TASK DIRECTIONS: Rewrite the lines from the one containing "Tag any visible black shorts" through the one containing "725 674 967 800", swapping "maroon stripe" for "red stripe" and keeping everything else as it is.

SOURCE DATA:

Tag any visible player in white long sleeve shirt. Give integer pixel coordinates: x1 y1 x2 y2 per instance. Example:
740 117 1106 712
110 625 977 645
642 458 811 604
==
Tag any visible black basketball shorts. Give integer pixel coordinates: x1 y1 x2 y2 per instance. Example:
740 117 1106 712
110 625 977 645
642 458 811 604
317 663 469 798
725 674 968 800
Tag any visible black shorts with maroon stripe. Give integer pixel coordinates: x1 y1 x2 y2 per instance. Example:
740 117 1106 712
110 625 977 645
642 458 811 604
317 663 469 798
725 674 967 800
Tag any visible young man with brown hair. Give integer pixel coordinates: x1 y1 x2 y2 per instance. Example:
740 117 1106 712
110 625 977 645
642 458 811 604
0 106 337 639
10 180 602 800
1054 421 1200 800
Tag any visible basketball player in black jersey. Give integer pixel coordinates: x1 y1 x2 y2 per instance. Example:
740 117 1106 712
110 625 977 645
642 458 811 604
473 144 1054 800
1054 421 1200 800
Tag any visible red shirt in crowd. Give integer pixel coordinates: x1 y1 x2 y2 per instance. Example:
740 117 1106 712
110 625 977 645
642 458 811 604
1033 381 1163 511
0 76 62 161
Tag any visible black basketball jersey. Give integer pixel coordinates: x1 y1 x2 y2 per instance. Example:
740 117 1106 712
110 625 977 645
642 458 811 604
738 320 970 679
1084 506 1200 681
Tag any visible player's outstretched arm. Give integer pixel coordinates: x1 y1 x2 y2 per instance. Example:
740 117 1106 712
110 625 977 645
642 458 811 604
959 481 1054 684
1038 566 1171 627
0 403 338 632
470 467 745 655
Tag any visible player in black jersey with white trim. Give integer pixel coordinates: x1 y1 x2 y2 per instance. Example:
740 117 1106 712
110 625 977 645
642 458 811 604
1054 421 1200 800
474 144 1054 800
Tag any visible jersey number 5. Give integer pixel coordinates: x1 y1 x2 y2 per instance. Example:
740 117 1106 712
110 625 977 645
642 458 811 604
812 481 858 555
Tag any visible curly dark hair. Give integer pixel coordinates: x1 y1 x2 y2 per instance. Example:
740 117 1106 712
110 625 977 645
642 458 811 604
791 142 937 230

COMPLETE RESPONSE:
Tag any visible black shorts with red stripe. Give integer pixel coordinates: x1 y1 x2 y2 per instance. Example:
740 117 1106 712
110 625 977 645
642 458 811 604
317 663 469 798
725 674 967 800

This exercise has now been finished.